▸ **TEXTE À LIRE**
────
BULLETIN 2001

PARTIE HISTORIQUE L'AVENTURE AU FEMININ


Destin de Félicie de DURAS Comtesse de LA ROCHEJACQUELEIN (suite)

II - L'AVENTURE MILITAIRE AU SERVICE DE LA REACTION

Auguste et Félicie sont les acteurs de trois aventures, la première et la troisième dans la péninsule ibérique, à dix ans d'intervalle en 1823 et en 1833-1834, la seconde - et la principale pour Félicie - en Vendée en 1832. Leur engagement, motivé par de fortes convictions personnelles, a aussi pour origine leur proximité avec le pouvoir, sous la Restauration, notamment à partir du ministère Villèle en 1821. Félicie est proche de la comtesse du Cayla (1785-1852), "une des égéries du parti ultra" influente depuis 1820 auprès de Louis XVIII, comme le révèle cette lettre qu'elle adresse à l'un de ses neveux en 1852, peu après la mort de son amie, lettre intéressante par le portrait qu'elle dresse de la royaliste parfaite :
"Tu me vois affligée de la mort de Mme du Cayla. Je te demande une communion à l'intention de cette pauvre amie si excellente qui a toujours été si aimable et si parfaite pour Auguste ! Si invariablement royaliste et dévouée au roi à pendre et à dépendre ! Qui a fait pour la cause tant de sacrifices ! Qui était toujours prête et jamais découragée ! [...] Je la regrette bien vivement ; recommande à Dieu, à la sainte Vierge, cette chère amie ! Tout ce qui était vendéen faisait battre son cœur !"
────
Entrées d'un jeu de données

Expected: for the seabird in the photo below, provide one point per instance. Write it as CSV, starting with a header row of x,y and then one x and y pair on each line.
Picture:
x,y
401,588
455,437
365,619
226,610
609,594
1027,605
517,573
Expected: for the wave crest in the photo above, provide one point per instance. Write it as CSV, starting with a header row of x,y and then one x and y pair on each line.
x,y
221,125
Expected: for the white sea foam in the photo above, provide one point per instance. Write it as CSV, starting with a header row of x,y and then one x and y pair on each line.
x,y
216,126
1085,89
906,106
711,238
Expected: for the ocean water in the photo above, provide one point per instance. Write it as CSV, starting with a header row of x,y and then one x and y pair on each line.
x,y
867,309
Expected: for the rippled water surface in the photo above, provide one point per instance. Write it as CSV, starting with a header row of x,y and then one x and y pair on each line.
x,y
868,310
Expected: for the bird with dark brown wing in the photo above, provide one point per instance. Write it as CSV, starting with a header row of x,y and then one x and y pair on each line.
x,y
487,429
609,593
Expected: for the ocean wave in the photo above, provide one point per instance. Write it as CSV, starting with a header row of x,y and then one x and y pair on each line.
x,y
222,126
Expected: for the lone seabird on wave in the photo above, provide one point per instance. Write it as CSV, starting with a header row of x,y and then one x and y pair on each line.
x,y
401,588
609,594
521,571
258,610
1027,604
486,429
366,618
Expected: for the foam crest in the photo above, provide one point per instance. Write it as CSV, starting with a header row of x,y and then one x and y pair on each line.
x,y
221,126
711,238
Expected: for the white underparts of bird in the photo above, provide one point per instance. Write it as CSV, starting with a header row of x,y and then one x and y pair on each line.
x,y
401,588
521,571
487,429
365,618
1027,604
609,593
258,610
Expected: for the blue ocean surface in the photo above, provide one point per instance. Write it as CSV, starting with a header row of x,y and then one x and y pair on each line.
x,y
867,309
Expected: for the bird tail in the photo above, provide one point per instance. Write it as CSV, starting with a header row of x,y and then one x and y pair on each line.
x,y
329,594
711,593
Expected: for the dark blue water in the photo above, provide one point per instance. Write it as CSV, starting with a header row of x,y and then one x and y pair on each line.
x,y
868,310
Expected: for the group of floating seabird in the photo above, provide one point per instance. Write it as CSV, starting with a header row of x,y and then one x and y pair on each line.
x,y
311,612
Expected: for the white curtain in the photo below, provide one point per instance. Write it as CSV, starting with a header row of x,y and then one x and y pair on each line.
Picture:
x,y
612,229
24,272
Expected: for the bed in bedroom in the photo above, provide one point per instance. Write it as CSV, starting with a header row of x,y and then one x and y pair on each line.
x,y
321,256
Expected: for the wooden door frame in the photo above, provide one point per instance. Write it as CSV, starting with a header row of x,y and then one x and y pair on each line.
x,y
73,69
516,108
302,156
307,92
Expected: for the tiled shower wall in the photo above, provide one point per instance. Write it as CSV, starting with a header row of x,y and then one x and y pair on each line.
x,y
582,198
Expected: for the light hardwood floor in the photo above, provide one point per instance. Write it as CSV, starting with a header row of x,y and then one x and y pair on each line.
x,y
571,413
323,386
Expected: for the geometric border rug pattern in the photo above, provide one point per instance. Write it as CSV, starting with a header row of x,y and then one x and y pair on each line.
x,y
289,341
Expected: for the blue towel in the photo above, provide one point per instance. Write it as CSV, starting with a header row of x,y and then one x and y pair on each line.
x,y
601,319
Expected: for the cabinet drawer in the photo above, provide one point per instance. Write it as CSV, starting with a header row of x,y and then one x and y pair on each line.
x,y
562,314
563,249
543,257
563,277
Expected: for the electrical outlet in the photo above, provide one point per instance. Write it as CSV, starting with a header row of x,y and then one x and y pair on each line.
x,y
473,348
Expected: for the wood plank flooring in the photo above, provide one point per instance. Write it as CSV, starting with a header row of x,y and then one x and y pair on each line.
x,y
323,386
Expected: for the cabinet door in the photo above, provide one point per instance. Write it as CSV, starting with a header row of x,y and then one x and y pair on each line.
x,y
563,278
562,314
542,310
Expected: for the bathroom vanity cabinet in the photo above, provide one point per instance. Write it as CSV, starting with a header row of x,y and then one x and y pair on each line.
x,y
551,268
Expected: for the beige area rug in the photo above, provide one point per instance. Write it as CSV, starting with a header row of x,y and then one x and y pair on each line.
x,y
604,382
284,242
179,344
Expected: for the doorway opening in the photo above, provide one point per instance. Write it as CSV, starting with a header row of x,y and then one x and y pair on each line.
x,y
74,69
────
▸ **À COMPLÉTER**
A – D'après le texte sur Félicie de Duras, en quelle année se déroule l'aventure en Vendée, la principale pour elle ?
B – Reprenez le texte sur Félicie de Duras à la suite de sa dernière phrase.

▸ **RÉSULTATS PAR CONSIGNE**
A – En 1832.

B –
Mais surtout, Félicie est une familière de la duchesse de Berry. Elle l'accompagne à Dieppe. Elle partage avec elle son goût pour la chasse au fusil que toutes deux pratiquent au château de Rosny, où séjourne fréquemment la princesse après la mort de son époux en 1820. Mme de Soigne, volontiers méchante langue, donne quelques détails sur la manière dont s'y déroulait la chasse :
"Ces dames tiraient des lapins, et, pour reconnaître ceux qu'elles avaient tués, elles leur coupaient un morceau d'oreilles avec un petit poignard qu'elles portaient à cet effet et mettaient ce bout dans la poitrine de leurs vestes." A la rentrée au château, on faisait le compte de ces trophées ensanglantés. [...] Madame de La Rochejaquelein portait dans ces occasions un costume presque masculin. Madame la duchesse de Berry, enchantée de ce vêtement, fut arrêtée dans son zèle à l'imiter par la réponse sèche de sa dame d'atour, la comtesse Juste de Noailles, qu'elle chargeait de lui en faire faire un pareil : "Madame fera mieux de s'adresser à un de ces messieurs ; je n'entends rien aux pantalons".
En 1828, du 20 juin au 10 juillet, la duchesse de Berry qui séjourne officiellement en Bretagne et en Vendée, honorant les lieux et les familles marqués par la guerre civile, est reçue par les La Rochejaquelein, à Saint-Aubin-de-Baubigné (Deux-Sèvres) et à Landebaudière (près de Mortagne-sur-Sèvre, en Vendée, beau château de la fin du XVIIIe siècle ayant autrefois appartenu à d'Elbée, dont Auguste et Félicie ont fait l'acquisition quelques années plus tôt, en 1824). Ce voyage, au cours duquel la duchesse de Berry pose la première pierre de la chapelle de Saint-Aubin-de-Baubigné destinée à recueillir les cendres des frères La Rochejaquelein, a probablement contribué à rapprocher encore Félicie de la princesse à laquelle, trois ans plus tard, elle témoignera un si grand dévouement.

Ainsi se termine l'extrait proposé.